(REQUIREMENT)
Please pick up the lesson on importing data into R where it stops, and continue writing it.

··· READING PASSAGE ···

Compare how the data files were represented in Excel and a text editor (images above) to how exceldata and csvdata are represented in R. Do you notice any differences or similarities?

Write down your answers in the Etherpad.

How R displayed our data

Data in Excel is presented in tabular format (the rows and columns) in cells. When we opened the .csv file outside of R, our data was not presented in a tabular format, but as a text file with data separated by commas (hence comma seperated values). However, R stored both data file formats as tabular data.

Excel vs csv

Although we could work with both Excel or csv files, in this lesson we will continue working with our data in csv format.

csv files tend to be favoured as a data file format for a couple of reasons:

csv is in plain text format and can be read with any text editor
text editors cannot edit files saved in Excel format
csv files do not need any specific platform to open, whilst Excel files need specific applications
csv files consume less memory than Excel files
csv fils are generally faster than an Excel file

Since we do not need the exceldata anymore, we will remove this from our R environment (i.e., we will remove this from R’s memory) using rm(exceldata).

Dealing with missing values

More often than not, our data will contain some missing values, perhaps because certain participants did not complete the survey, or maybe there were some optional questions which participants opted to skip.

One way to deal with missing values is at the data import stage. Most funtions in R tend to have several arguments (or settings) that you can specify. One of the arguments of the read.csv() function that comes in handy in these cases is the na.strings.

The na.strings argument allows you to specify which values in your data set should be interpreted as NA values.

For example, for blank fields to be considered as missing values when importing a data file, we could write the following code:

R

ourdata <- read.csv("dummy_data.csv", na.strings = NA)

··· DATASET EXCERPTS ···

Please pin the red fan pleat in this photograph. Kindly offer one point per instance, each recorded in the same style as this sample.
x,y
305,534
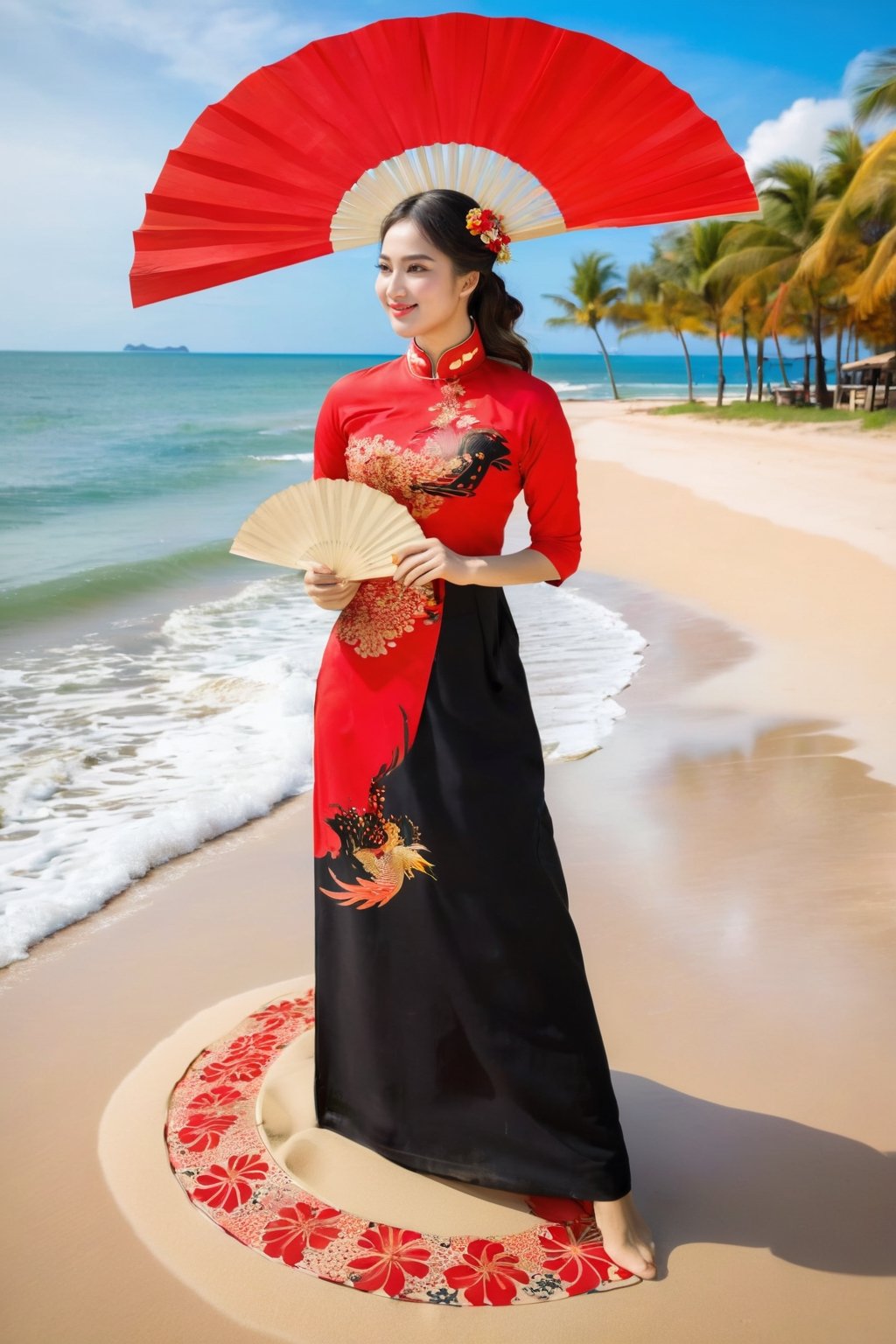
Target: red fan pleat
x,y
260,178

···

(RESULT BELOW)
We can also specify any words (i.e., data of character type) that should be regarded as missing values, such as the words “NA” written down in a field:

R

ourdata <- read.csv("dummy_data.csv", na.strings = "NA")

Note. Here we put NA in “” since in this case NA is written text.

Exercise: NAs in our data

Have a look at our csvdata and try to spot missing values in the data. Make a note of all representations of the missing data (e.g., blank fields, text such as “n/a” being used, etc.).

Let’s import our csv file once again in R, but this time adding the na.strings argument in the read.csv() function, specifying all values in the data that should be regarded as missing values.

HINT: To combine multiple items in the na.strings argument, use the following syntax: na.strings = c("A", "B, "C")

View this new object. What can you observe?

Show me the solution

In our data we have blank fields but also the use of the text “N/A” and “n/a” which should be regarded as missing values.

To import our data file excluding all of the above, we write the following code:

R

ourdata <- read.csv("dummy_data.csv", na.strings = c(NA, "N/A", "n/a"))

When we view ourdata, we can now see that any instances of written text with “N/A” and “n/a” are also being regarded as missing values.

GOOD TO KNOW

The read_excel() function has a similar argument called na:

R

exceldata <- read_excel("dummy_data.xlsx", na = "N/A")

Now that we have our data file with the na.strings argument, we can remove the first csvdata created, and move on to inspecting our data in the next episode.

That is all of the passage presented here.